╭─ SOURCE MATERIAL
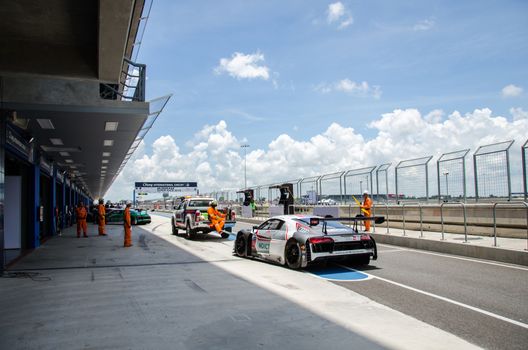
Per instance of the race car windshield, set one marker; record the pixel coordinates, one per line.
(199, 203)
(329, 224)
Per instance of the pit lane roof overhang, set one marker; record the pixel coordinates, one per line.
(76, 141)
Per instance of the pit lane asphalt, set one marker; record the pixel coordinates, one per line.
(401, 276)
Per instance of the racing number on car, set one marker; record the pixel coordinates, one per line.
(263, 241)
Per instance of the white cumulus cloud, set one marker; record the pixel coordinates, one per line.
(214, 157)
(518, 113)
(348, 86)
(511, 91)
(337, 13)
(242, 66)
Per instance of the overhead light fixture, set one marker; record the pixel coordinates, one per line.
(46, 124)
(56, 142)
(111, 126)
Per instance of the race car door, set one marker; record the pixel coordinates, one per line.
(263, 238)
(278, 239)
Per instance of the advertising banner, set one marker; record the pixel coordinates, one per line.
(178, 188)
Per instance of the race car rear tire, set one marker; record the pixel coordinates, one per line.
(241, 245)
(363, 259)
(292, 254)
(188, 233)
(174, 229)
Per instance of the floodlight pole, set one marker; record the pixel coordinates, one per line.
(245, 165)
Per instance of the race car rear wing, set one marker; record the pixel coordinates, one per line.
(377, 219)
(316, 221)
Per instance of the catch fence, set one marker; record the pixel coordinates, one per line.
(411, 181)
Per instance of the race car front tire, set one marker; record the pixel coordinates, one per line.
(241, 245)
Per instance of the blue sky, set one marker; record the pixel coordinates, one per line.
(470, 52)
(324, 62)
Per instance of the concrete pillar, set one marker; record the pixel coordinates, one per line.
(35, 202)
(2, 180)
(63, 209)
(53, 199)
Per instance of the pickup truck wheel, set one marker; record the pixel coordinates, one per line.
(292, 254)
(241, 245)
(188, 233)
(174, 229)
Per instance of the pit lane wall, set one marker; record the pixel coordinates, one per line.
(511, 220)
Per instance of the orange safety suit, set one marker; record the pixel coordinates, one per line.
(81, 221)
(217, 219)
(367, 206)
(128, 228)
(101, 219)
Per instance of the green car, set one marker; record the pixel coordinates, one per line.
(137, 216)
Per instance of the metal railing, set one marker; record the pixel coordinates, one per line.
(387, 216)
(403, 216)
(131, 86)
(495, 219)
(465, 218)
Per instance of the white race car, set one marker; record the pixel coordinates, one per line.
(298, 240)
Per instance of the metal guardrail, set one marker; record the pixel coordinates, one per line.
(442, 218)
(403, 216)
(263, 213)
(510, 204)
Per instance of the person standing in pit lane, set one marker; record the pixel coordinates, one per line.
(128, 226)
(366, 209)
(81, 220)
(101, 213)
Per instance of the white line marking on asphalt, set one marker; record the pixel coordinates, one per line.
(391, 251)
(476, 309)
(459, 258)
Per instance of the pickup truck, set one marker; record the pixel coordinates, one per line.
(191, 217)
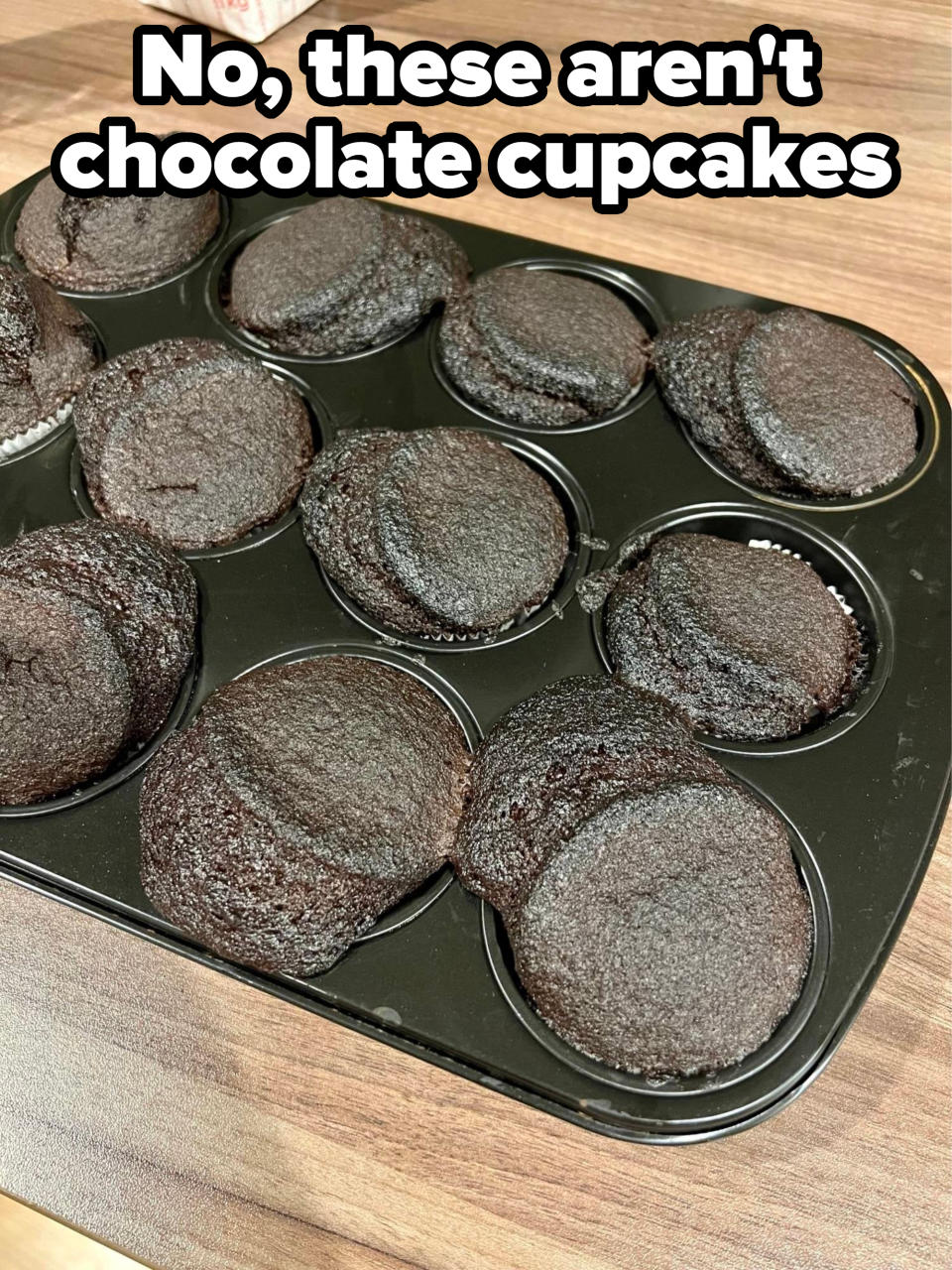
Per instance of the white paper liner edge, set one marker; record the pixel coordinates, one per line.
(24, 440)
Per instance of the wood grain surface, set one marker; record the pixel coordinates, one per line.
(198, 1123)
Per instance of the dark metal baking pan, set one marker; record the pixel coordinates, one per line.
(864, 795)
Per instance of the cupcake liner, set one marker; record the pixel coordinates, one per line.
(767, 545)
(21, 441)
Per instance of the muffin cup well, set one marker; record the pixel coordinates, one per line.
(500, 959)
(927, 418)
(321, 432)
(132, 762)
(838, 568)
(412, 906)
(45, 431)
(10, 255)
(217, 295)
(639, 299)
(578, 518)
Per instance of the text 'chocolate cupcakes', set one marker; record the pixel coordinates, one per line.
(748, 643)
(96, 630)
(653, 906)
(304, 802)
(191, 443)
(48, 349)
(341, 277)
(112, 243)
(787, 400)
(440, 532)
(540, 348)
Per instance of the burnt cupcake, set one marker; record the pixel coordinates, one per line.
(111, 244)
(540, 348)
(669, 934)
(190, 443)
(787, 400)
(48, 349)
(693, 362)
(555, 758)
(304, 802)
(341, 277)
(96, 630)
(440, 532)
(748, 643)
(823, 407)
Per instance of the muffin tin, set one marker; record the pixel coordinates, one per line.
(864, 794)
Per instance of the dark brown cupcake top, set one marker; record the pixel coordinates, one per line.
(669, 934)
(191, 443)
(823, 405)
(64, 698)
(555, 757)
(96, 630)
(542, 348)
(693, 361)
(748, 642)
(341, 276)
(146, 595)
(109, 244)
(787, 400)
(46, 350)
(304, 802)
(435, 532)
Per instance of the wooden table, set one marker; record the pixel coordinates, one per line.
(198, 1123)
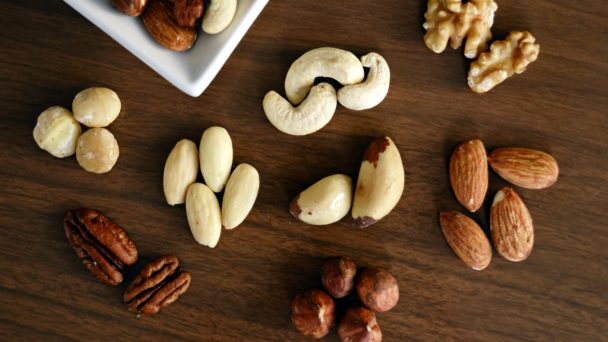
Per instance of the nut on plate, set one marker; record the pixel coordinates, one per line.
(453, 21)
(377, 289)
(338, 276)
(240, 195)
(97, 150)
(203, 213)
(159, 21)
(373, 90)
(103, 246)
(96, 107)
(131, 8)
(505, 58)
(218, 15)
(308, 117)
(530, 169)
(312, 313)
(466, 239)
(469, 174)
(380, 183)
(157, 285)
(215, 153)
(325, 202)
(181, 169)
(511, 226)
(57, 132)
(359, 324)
╰─
■ **WHAT YOU ARE ASKED TO DO**: Every entry above is to be set down exactly; the pictures are to be left out.

■ **SOLVED EXERCISE**:
Per instance of the race car windshield, set one marker; record the pixel coordinates, one per line.
(199, 203)
(329, 224)
Per instance of the pit lane roof overhang, set one marker; record the pixel coordinates, one per line.
(76, 141)
Per instance of the pit lane asphalt, set one marker; record the pixel coordinates, one per line.
(401, 276)
Per instance of the racing number on car, set one marker; record the pixel coordinates, one per line.
(263, 241)
Per instance of the white cumulus cloud, set one marker; record the pixel coordinates, one per line.
(214, 157)
(518, 113)
(348, 86)
(511, 91)
(337, 13)
(242, 66)
Per instance of the overhead light fixture, set one marker; record the pixel coordinates, one per line.
(46, 124)
(56, 142)
(111, 126)
Per instance of the race car door, set one marker; record the pixel coordinates, one per line.
(263, 238)
(278, 239)
Per instance of the advertising banner, set one marker; record the pixel coordinates, one per line.
(178, 188)
Per instance of the race car rear tire, set one marker; record the pixel coordinates, one per line.
(241, 245)
(363, 259)
(292, 254)
(188, 233)
(174, 229)
Per instance of the floodlight pole, set one marker; record the pixel coordinates, one per line.
(245, 165)
Per instance of the race car rear wing, set one marker; record the pixel coordinates, one per line.
(377, 219)
(316, 221)
Per instance of the catch fence, set one marker; record the pixel coordinates, one per line.
(411, 181)
Per instance of the race car front tire, set one marker; record the pixel coordinates, one per line.
(241, 245)
Per instance of the blue sky, set one marker; record the pixel coordinates, one per line.
(470, 52)
(324, 62)
Per instance of the concrete pillar, set one marker; record the pixel coordinates, one per line.
(35, 202)
(2, 180)
(63, 209)
(53, 199)
Per instance of the pickup truck wheel, set one marker; record the pixel coordinates, one per line.
(292, 254)
(241, 245)
(188, 233)
(174, 229)
Per instance of the pit lane wall, set one marker; record the pixel coordinates, one per line.
(511, 220)
Per instance of the orange safety suit, set one marker; record the pixel coordinates, one per line.
(81, 221)
(217, 219)
(367, 206)
(128, 228)
(101, 219)
Per instance of the green car, set one marker; record the pixel coordinates, one per line.
(137, 216)
Per instance of the metal railing, set one marker; record the pixel coordinates, one per line.
(387, 216)
(403, 216)
(131, 86)
(495, 219)
(465, 218)
Per instance of the white race car, set one marker; record the pixel coordinates, one per line.
(298, 240)
Per instance of the metal guardrail, set one marker; record the pixel coordinates, one per line.
(442, 218)
(403, 216)
(263, 213)
(510, 204)
Per instance of the person standing in pit lane, set one marker; record the pixel coordinates, one per line.
(128, 226)
(366, 209)
(81, 220)
(101, 213)
Per instance of the white line marking on asphalt, set one marker; record the pixel coordinates, one per line.
(391, 251)
(476, 309)
(459, 258)
Per instance of the pickup truck, set one marker; record the pixel coordinates, one per line.
(191, 217)
Per instance of the white paper liner edge, set one marker; record the pixel coordinates, one per line.
(24, 440)
Per instance of the wood grain surface, set one marker; record the pixel coordinates, one per line.
(198, 1123)
Per instance of the dark metal baking pan, set one marker; record the pixel coordinates, one per line.
(864, 795)
Per instance of the cupcake liner, set one marker; record the pixel coordinates, one per line.
(767, 545)
(21, 441)
Per instance of the muffin cup well, set one marker; record the pixel coordinates, one per line.
(500, 959)
(927, 418)
(321, 432)
(132, 762)
(838, 568)
(412, 906)
(45, 431)
(10, 255)
(217, 295)
(639, 299)
(578, 518)
Per instance of the text 'chocolate cupcakes', set one marker; record the pixel coordinates, one per line.
(748, 643)
(96, 630)
(653, 906)
(304, 802)
(191, 443)
(48, 349)
(341, 277)
(112, 243)
(787, 400)
(440, 532)
(540, 348)
Per instance of the burnt cupcake, set one marker; record the pixel coordinates, one per line.
(111, 244)
(540, 348)
(669, 934)
(190, 443)
(787, 400)
(48, 349)
(693, 362)
(555, 758)
(304, 802)
(341, 277)
(96, 630)
(440, 532)
(748, 643)
(823, 407)
Per instance of the muffin tin, set one marker; record the pixel coordinates, one per line.
(864, 794)
Per instance of the dark brown cupcake top, set one marker; record the pixel coordinates, one per line.
(669, 934)
(191, 443)
(823, 405)
(64, 698)
(555, 757)
(96, 630)
(542, 348)
(693, 361)
(748, 642)
(341, 276)
(146, 595)
(109, 244)
(787, 400)
(46, 350)
(304, 802)
(435, 532)
Per instance of the wooden table, set one marker; record the pixel coordinates, one per line.
(198, 1123)
Per instance of the nut on plate, set one marker; record the pixel coordinates, one per line.
(453, 21)
(377, 289)
(338, 276)
(240, 195)
(97, 150)
(203, 213)
(159, 21)
(373, 90)
(103, 246)
(96, 107)
(131, 8)
(505, 58)
(218, 15)
(308, 117)
(530, 169)
(312, 313)
(466, 239)
(469, 174)
(380, 183)
(157, 285)
(215, 153)
(325, 202)
(181, 169)
(511, 226)
(57, 132)
(359, 324)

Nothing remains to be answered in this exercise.